- _EXERCISE REQUIREMENTS_
Copy the records below word for word, starting at the line that contains "Put a point on every instance of the bench seat." and ending after the line that contains "[(439, 255)]". Include both of those lines and nothing else.

- _DATA PROVIDED_
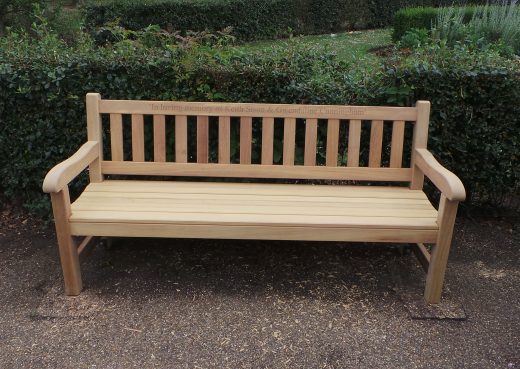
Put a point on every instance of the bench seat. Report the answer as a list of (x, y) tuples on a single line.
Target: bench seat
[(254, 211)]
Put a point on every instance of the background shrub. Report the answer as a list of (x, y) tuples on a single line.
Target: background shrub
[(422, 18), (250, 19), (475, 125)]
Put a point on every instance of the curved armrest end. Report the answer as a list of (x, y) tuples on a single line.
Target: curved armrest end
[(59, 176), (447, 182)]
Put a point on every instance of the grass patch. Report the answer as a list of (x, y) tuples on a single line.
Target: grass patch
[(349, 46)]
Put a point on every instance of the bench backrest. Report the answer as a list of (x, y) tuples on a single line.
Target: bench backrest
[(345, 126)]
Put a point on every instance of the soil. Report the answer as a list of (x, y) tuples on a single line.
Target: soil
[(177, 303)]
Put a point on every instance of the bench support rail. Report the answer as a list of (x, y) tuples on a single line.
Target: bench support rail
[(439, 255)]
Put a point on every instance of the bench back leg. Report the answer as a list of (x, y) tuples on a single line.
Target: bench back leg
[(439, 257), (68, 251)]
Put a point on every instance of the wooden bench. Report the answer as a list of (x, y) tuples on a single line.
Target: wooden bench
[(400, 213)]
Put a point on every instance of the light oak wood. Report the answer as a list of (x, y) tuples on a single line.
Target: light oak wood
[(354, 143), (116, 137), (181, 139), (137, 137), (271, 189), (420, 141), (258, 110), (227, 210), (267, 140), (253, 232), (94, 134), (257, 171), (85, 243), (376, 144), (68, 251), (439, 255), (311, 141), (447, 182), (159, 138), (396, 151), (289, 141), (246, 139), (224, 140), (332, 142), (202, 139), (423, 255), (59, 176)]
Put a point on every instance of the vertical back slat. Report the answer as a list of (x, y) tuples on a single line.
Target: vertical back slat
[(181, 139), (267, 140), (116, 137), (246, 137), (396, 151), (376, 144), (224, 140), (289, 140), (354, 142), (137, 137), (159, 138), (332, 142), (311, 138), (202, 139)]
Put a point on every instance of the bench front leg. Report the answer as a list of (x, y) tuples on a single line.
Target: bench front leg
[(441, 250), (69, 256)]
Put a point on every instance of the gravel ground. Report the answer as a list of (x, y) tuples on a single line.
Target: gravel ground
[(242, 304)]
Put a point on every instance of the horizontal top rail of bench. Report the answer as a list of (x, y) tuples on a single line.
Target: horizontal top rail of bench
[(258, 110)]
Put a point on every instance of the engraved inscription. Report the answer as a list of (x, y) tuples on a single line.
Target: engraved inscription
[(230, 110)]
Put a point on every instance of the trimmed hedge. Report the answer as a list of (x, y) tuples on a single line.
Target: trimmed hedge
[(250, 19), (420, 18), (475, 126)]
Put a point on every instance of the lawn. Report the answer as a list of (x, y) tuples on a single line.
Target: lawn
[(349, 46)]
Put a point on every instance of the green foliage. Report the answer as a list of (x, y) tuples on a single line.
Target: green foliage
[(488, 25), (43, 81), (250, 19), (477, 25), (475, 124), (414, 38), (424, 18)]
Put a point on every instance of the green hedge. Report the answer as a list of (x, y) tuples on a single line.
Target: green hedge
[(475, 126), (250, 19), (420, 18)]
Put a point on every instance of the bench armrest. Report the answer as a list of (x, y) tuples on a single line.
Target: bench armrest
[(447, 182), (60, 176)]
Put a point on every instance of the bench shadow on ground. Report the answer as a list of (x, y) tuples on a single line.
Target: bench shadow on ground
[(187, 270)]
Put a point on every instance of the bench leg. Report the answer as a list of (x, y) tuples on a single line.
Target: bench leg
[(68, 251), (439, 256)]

---

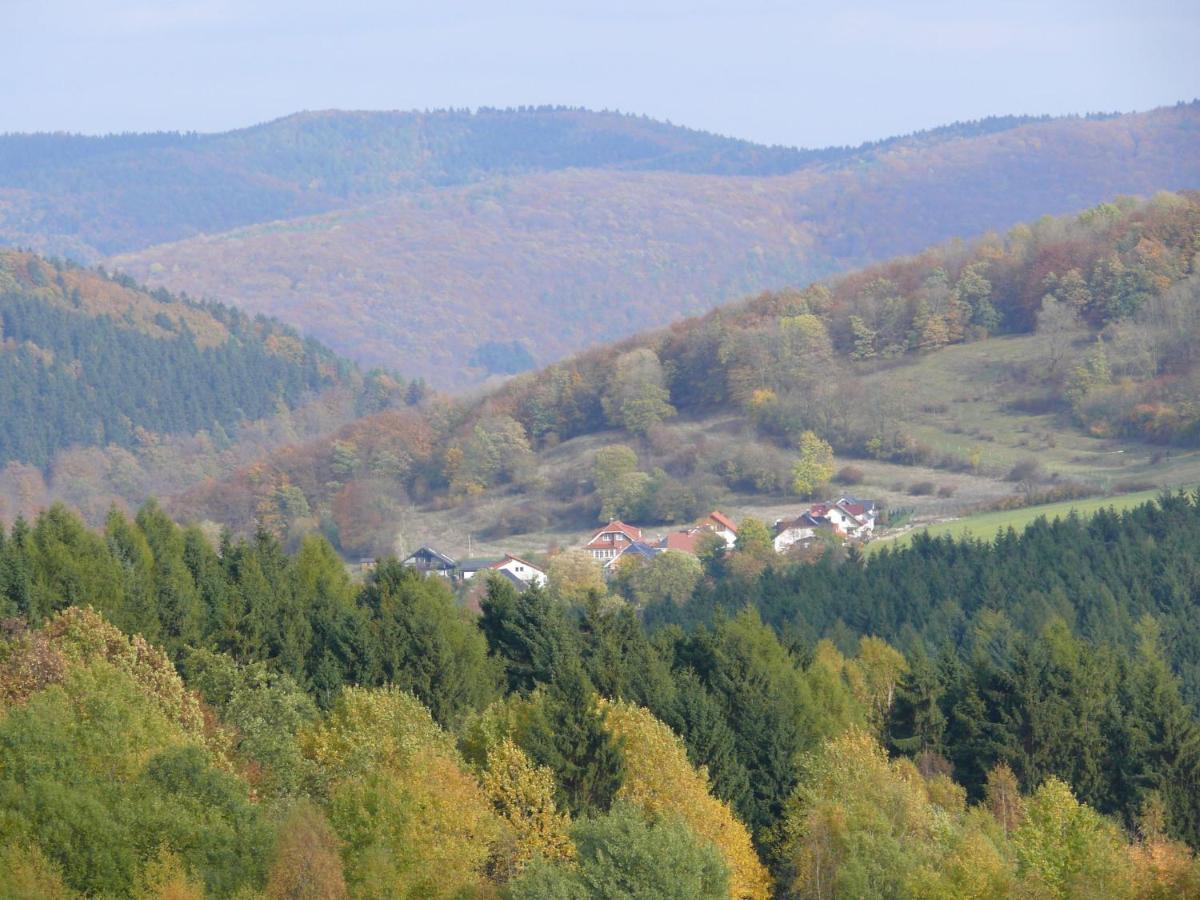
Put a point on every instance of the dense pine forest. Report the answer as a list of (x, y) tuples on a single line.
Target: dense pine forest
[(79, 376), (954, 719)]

...

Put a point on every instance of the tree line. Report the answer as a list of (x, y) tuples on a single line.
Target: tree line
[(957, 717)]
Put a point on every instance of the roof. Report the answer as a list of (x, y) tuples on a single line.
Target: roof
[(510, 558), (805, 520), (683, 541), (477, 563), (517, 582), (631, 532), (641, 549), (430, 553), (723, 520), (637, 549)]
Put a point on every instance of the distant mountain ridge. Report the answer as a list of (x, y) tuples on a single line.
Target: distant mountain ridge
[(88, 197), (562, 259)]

- _RESPONSE FOR THIS EXERCISE_
Put a point on every instance of the bench seat. Report the answer as a list of (x, y) tuples on a single line.
Target: bench seat
[(254, 211)]
Put a point on every instance of the background shrub. Report the answer as a list of (x, y) tuples on a single line.
Target: background shrub
[(422, 18), (250, 19), (475, 125)]
Put a point on every instance of the curved armrest end. Report the answer as a list of (x, y) tuples on a single line.
Target: curved armrest end
[(59, 176), (447, 182)]
Put a point on every instance of the grass patch. Report the answer as a list of (x, y) tuples on a single line.
Target: grass patch
[(349, 46)]
Put a point on every instance of the bench backrest. Report the answer as a list of (x, y) tuples on a single line.
Target: bench backrest
[(345, 126)]
Put a point on every instance of the soil. Report the answer as a list of (x, y) tuples on a single line.
Target: soil
[(177, 303)]
Put a point on every instance of the bench support rail. Report the answer as a list of (x, y) tuples on a single line.
Target: bench support rail
[(439, 255)]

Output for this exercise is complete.